--- THE REQUEST ---
Rename "spotted fur" to "dappled fur" everywhere in the records below and keep every other line unchanged. Leave the pictures out of your copy.

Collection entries

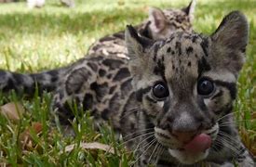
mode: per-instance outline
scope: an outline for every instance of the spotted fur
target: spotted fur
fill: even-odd
[[[136,166],[253,167],[232,113],[249,38],[245,16],[231,12],[210,36],[178,32],[153,41],[128,26],[125,37],[129,59],[92,54],[66,68],[53,99],[60,122],[74,117],[74,102],[96,124],[111,122]],[[212,84],[210,94],[199,94],[202,80]],[[210,137],[210,148],[184,151],[199,134]]]
[[[128,26],[130,59],[112,55],[82,59],[60,85],[54,111],[61,122],[73,119],[68,104],[75,100],[83,110],[90,109],[97,124],[112,122],[128,148],[135,150],[137,166],[236,162],[252,167],[232,114],[248,36],[248,21],[237,11],[226,16],[210,36],[181,32],[154,42]],[[210,95],[198,95],[203,78],[213,83]],[[168,91],[161,99],[154,95],[157,83]],[[211,147],[196,154],[184,151],[185,143],[198,134],[208,135]]]
[[[192,32],[191,22],[194,18],[195,6],[195,0],[192,0],[188,6],[182,9],[166,9],[162,11],[159,8],[153,7],[150,9],[149,19],[137,26],[136,29],[141,35],[151,39],[164,38],[174,32]],[[118,58],[128,58],[125,44],[125,32],[122,31],[101,38],[89,47],[88,54],[104,57],[115,55]],[[75,62],[72,68],[79,63],[79,61]],[[88,66],[95,69],[92,67],[92,63]],[[29,96],[33,96],[35,89],[40,94],[43,91],[56,91],[59,83],[61,82],[70,69],[70,67],[64,67],[33,74],[20,74],[0,70],[0,89],[4,92],[14,89],[16,92],[25,93]],[[103,72],[103,71],[101,71],[101,75]]]
[[[192,32],[192,21],[195,0],[192,0],[188,6],[182,9],[164,9],[151,7],[149,18],[143,23],[136,26],[141,36],[150,39],[164,39],[174,32]],[[88,49],[89,54],[116,55],[128,58],[126,44],[125,31],[107,35],[95,42]]]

--- IN RESPONSE ---
mode: per-instance outline
scope: an outline for every instance of the dappled fur
target: dappled fur
fill: even-odd
[[[136,166],[253,167],[232,113],[249,38],[245,16],[231,12],[210,36],[178,32],[153,41],[128,26],[125,37],[129,59],[92,54],[66,68],[53,99],[60,122],[74,117],[74,102],[96,124],[111,122]],[[212,84],[210,94],[199,94],[202,80]],[[210,137],[210,148],[184,151],[199,134]]]
[[[128,26],[130,59],[112,55],[82,59],[60,85],[54,111],[61,122],[73,119],[68,104],[75,100],[83,110],[90,109],[97,124],[112,122],[128,148],[135,150],[137,166],[236,162],[252,167],[232,114],[248,36],[248,21],[237,11],[226,16],[210,36],[181,32],[154,42]],[[210,95],[198,95],[203,78],[213,83]],[[168,91],[161,99],[154,95],[157,83]],[[211,147],[196,154],[184,151],[185,143],[198,134],[208,135]]]
[[[192,32],[191,22],[194,18],[195,6],[195,0],[192,0],[188,6],[182,9],[166,9],[162,11],[159,8],[153,7],[150,9],[149,19],[137,26],[136,29],[141,35],[151,39],[164,38],[174,32]],[[118,58],[128,58],[125,44],[125,32],[122,31],[101,38],[89,47],[88,54],[104,57],[115,55]],[[75,62],[72,68],[79,63],[79,61]],[[88,66],[95,69],[92,67],[92,63]],[[29,96],[33,96],[35,89],[40,94],[43,91],[56,91],[59,83],[61,82],[70,69],[70,67],[64,67],[33,74],[20,74],[0,70],[0,89],[4,92],[14,89],[16,92],[25,93]],[[103,72],[103,71],[101,71],[101,75]]]
[[[192,32],[192,21],[195,0],[192,0],[188,6],[182,9],[164,9],[151,7],[149,18],[143,23],[136,26],[141,36],[150,39],[164,39],[174,32]],[[88,49],[89,54],[116,55],[128,58],[126,44],[125,31],[107,35],[95,42]]]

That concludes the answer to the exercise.